Edit the rows below by replacing "marker" with "dot" everywhere it appears and keeping everything else unchanged. Leave the pictures out of your output.

---------- THE INPUT

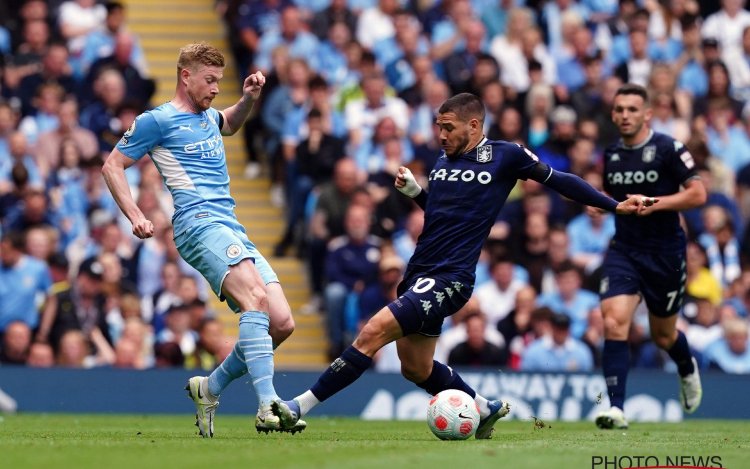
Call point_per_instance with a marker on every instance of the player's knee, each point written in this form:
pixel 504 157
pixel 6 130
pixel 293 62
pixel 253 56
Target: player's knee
pixel 663 340
pixel 281 331
pixel 370 339
pixel 413 372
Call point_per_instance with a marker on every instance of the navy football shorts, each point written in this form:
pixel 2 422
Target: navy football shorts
pixel 659 277
pixel 425 301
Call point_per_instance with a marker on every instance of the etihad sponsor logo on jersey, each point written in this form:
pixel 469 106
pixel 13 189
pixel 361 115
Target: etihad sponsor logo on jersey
pixel 632 177
pixel 458 175
pixel 212 147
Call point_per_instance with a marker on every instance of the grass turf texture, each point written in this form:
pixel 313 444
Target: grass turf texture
pixel 136 442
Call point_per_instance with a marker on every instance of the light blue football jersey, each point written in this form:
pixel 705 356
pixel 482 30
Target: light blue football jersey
pixel 188 151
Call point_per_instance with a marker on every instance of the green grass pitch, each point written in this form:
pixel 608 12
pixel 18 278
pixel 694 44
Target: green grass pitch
pixel 161 441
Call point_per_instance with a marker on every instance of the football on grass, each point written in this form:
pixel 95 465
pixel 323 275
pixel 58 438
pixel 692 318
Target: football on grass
pixel 453 415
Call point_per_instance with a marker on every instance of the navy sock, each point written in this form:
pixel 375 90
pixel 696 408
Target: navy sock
pixel 442 378
pixel 680 353
pixel 341 373
pixel 615 364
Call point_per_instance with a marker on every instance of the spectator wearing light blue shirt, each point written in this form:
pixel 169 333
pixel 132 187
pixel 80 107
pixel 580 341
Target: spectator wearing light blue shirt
pixel 731 353
pixel 29 282
pixel 291 33
pixel 570 299
pixel 589 234
pixel 557 351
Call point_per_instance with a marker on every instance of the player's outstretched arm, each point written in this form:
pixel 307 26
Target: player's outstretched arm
pixel 693 196
pixel 113 172
pixel 236 115
pixel 408 185
pixel 575 188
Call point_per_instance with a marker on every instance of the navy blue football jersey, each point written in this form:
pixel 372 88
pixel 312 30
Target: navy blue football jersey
pixel 464 195
pixel 655 168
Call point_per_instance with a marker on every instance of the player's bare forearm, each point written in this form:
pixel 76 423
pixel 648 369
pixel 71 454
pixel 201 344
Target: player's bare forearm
pixel 113 172
pixel 236 115
pixel 693 196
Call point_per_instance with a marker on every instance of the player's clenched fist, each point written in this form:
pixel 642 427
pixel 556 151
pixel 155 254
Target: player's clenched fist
pixel 143 228
pixel 406 183
pixel 253 84
pixel 635 204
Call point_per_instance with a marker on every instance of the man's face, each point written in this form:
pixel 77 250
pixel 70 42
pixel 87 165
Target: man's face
pixel 203 85
pixel 630 114
pixel 454 133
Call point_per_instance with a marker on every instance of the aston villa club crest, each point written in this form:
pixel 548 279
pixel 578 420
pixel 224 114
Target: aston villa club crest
pixel 484 154
pixel 649 153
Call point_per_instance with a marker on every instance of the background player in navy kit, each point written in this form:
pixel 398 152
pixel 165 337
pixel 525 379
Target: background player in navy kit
pixel 646 258
pixel 468 186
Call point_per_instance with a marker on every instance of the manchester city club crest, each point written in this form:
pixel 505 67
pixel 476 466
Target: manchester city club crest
pixel 484 154
pixel 233 251
pixel 649 153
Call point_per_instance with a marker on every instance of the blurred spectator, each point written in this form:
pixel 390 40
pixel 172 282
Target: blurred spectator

--------------------

| SOLUTION |
Call point_per_instance with a dot on every instance of the player's knee, each point written in this form:
pixel 504 157
pixel 6 130
pixel 293 62
pixel 253 56
Target: player's knee
pixel 663 340
pixel 281 331
pixel 370 339
pixel 413 372
Call point_per_instance with a dot on every instance of the navy football shorts, each point written in this form:
pixel 2 422
Target: navy football shorts
pixel 659 277
pixel 425 301
Call point_per_instance with a dot on every instance of the etihad sponsor logo on jersey, each point written in this form:
pixel 469 106
pixel 13 189
pixel 361 115
Target: etihad sponsor logo on jersey
pixel 632 177
pixel 458 175
pixel 212 147
Call point_per_instance with a dot on every instance of the grass turf texture, each point written in this form:
pixel 313 444
Target: grass turf texture
pixel 136 442
Call point_per_instance with a dot on every instance of the light blue football jersey, each point written in this form:
pixel 705 356
pixel 482 30
Target: light blue football jersey
pixel 188 151
Call point_per_instance with a dot on every instance of the green grass pitch, each point written in this form:
pixel 608 12
pixel 18 278
pixel 694 44
Target: green grass pitch
pixel 161 441
Call point_per_instance with a dot on every instance of the football on grass, each point written in this form:
pixel 95 465
pixel 323 275
pixel 58 438
pixel 692 318
Target: football on grass
pixel 453 415
Call point_per_instance with a dot on every instance of the navy sock, each point written in this form:
pixel 375 90
pixel 696 408
Target: navy sock
pixel 442 378
pixel 680 353
pixel 341 373
pixel 615 364
Call point_per_instance with a dot on every instance of the spectator wearing light blue shirt, each point written in this form:
pixel 169 333
pixel 132 187
pixel 80 107
pixel 580 341
Target: spectator wearing light blue shirt
pixel 731 353
pixel 29 282
pixel 291 33
pixel 570 299
pixel 589 234
pixel 557 351
Call point_per_instance with a dot on every instance of the player's outstretched arm, each point written in this form:
pixel 307 26
Target: player's outstretched arm
pixel 693 196
pixel 113 172
pixel 236 115
pixel 408 185
pixel 575 188
Call point_per_instance with a dot on every instance of the navy blue football jersey, each point written in this form:
pixel 372 88
pixel 312 30
Target: navy blue football jersey
pixel 464 195
pixel 655 168
Call point_per_instance with a dot on every instance of the player's bare forearm, each point written in this form:
pixel 76 423
pixel 648 369
pixel 71 454
pixel 201 344
Target: player's bare forearm
pixel 113 172
pixel 236 115
pixel 693 196
Call point_per_instance with a dot on every instance of the player's clenched fist, each point written in this form:
pixel 642 427
pixel 556 151
pixel 155 254
Target: player's clenched fist
pixel 143 228
pixel 406 183
pixel 253 84
pixel 635 204
Call point_per_instance with a dot on every instance of the man's face, each point written in this form:
pixel 77 250
pixel 70 42
pixel 87 165
Target: man's face
pixel 203 85
pixel 630 114
pixel 454 133
Call point_per_instance with a dot on every instance of the aston villa club crest, each point written in this form:
pixel 548 279
pixel 578 420
pixel 224 114
Target: aston villa club crest
pixel 484 154
pixel 649 153
Call point_per_instance with a dot on every instance of the background player in navy kit, each point written in this form:
pixel 398 152
pixel 165 337
pixel 525 379
Target: background player in navy kit
pixel 646 258
pixel 468 186
Call point_per_instance with a dot on every instance of the manchester city club crest, each point written in this form:
pixel 505 67
pixel 476 466
Target: manchester city club crest
pixel 484 154
pixel 233 251
pixel 649 153
Call point_per_instance with a dot on every instance of the blurred spectator, each point written in this form:
pixel 390 40
pixel 172 282
Target: blurred spectator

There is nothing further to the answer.